== Document extract ==
Sherlock Holmes and the Missing Case of Int

[barak]

$ python
>>> from funkyyak import grad
>>> (lambda x:x*x)(2.0)
4.0
>>> (lambda x:x*x)(2)
4
>>> grad(lambda x:x*x)(2.0)
4.0
>>> grad(lambda x:x*x)(2)
Traceback (most recent call last):
  File "<stdin>", line 1, in <module>
  File "funkyyak/core.py", line 9, in gradfun
    start_node = Node(args[argnum], tape)
  File "funkyyak/core.py", line 65, in __new__
    raise TypeError("Can't differentiate wrt {0}".format(type(value)))
TypeError: Can't differentiate wrt <type 'int'>

[dougalm]

Does it make sense to take a derivative with respect to an integer-valued argument? I could treat it as a float, but then the derivatives would be incorrect if the function contained integer-specific behavior like integer division. I also like the idea that the type of the derivative (float, array, list etc) is always the same as the type of the variable with respect to which the function is differentiated.

[barak]

One perspective is that you should be able to take the derivative of any (numeric) function. There's no barrier in principle to integers, e.g., you can consider polynomials over the integers with integer coefficients, these are nicely closed under differentiation.

In Math, and Scheme, you'd regard the integers as a subset of the reals so this isn't an issue. But in Python, I dunno, I can see it both ways.

If you take a differential geometry perspective, where reverse mode is a pull-back and thus defined by a dual construction over the push-forward, then even if the primal quantities are integers the tangent and co-tangent spaces are vector spaces over the reals. So derivatives would be float even when primals are real.

Anyway, a second perspective is that when f(2.0) and f(2) are "the same" then their derivatives should both be defined, and both be "the same" in the same sense of sameness.

[dougalm]

Ok, I can see both sides. The problem is that Python treats integers and floats differently, so that f(2) and f(2.0) are not the same in general (consider f = lambda x : x / 4). What should the result of grad(lambda x : x /4)(2) be? 0? 0.25?

[barak]

I'd say 0, but there are two different 0s it might be. One being the real number 0. The other being the zero element of a zero-dimensional vector space, which is of course the only element of that vector space, aka ().

I guess the bottom line is the Python is a mess? Because this wouldn't be an issue in Scheme or Haskell.

[mattjj]

I think @dougalm fixed this in 1d5375d. The above example seems to work!

In [2]: grad(lambda x:x*x)(2)
autograd/core.py:209: UserWarning: Casting int to float to handle differentiation.
  warnings.warn("Casting int to float to handle differentiation.")
Out[2]: 4.0

== Information supplied ==

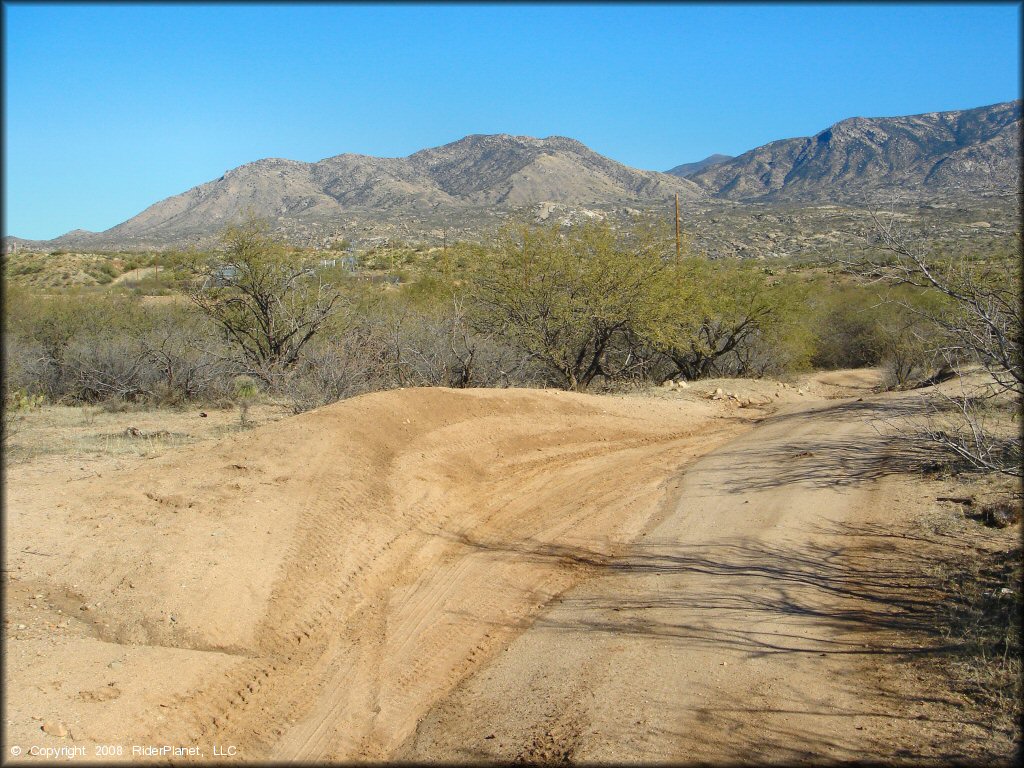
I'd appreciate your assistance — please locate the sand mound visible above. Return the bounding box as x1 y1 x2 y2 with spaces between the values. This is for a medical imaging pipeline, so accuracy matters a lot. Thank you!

== Exercise directions ==
In the thread on differentiating with respect to an integer argument, what warning appears when grad(lambda x:x*x)(2) is run after the fix?

== Solution below ==
A UserWarning: "Casting int to float to handle differentiation."